*OBJECTIVE*
Reproduce the items below with every occurrence of "runway" changed to "airstrip" and everything else left unchanged. Omit the pictures from your answer.

····················

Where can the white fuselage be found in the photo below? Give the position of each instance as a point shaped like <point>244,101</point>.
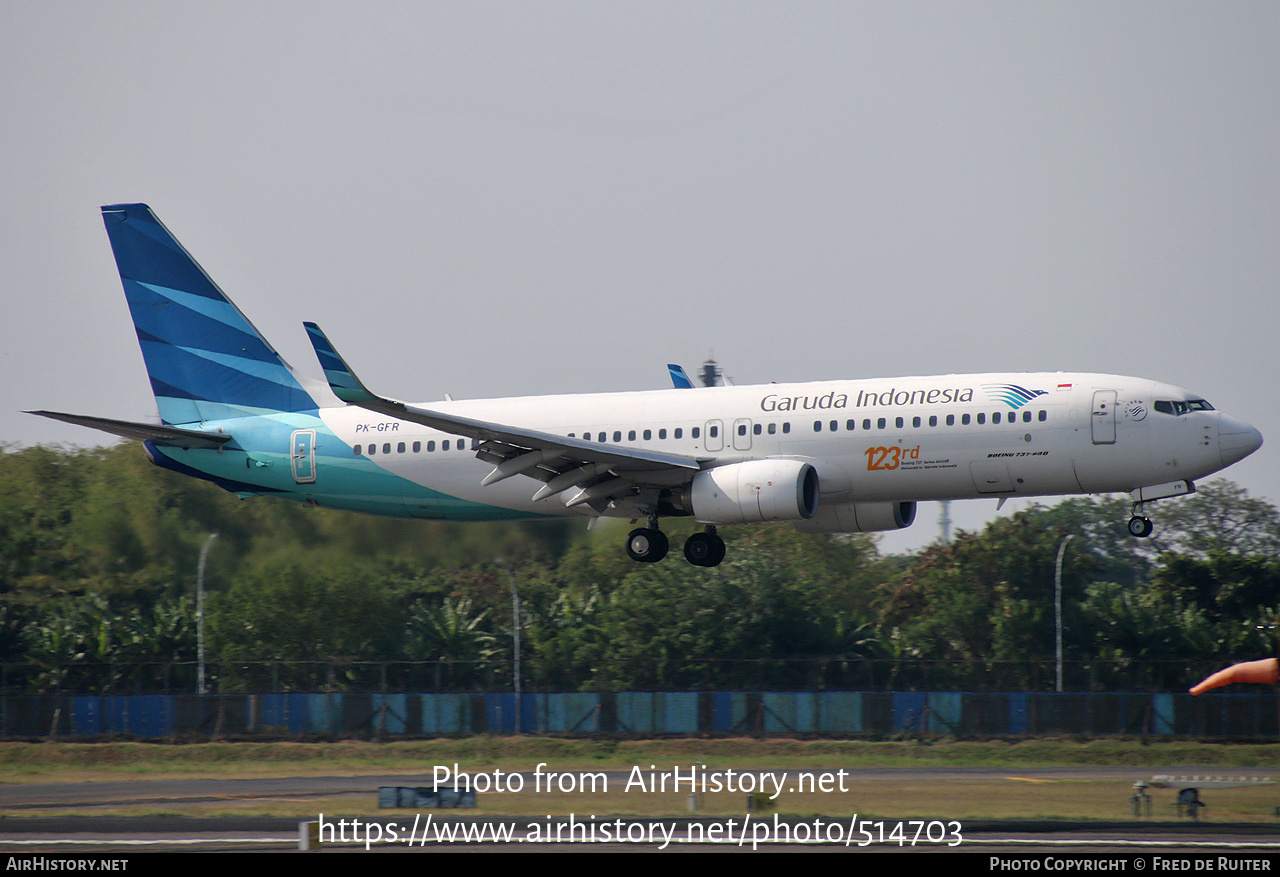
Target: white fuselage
<point>947,437</point>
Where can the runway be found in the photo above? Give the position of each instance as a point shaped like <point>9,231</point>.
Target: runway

····················

*ANSWER FOR THE TASK*
Where can the white fuselage be found in the photo below? Give the position of each instance as a point shaped like <point>244,101</point>.
Target: white fuselage
<point>947,437</point>
Where can the airstrip be found in the photo above? Give the position of each instance as a point shaped like <point>9,231</point>.
Target: airstrip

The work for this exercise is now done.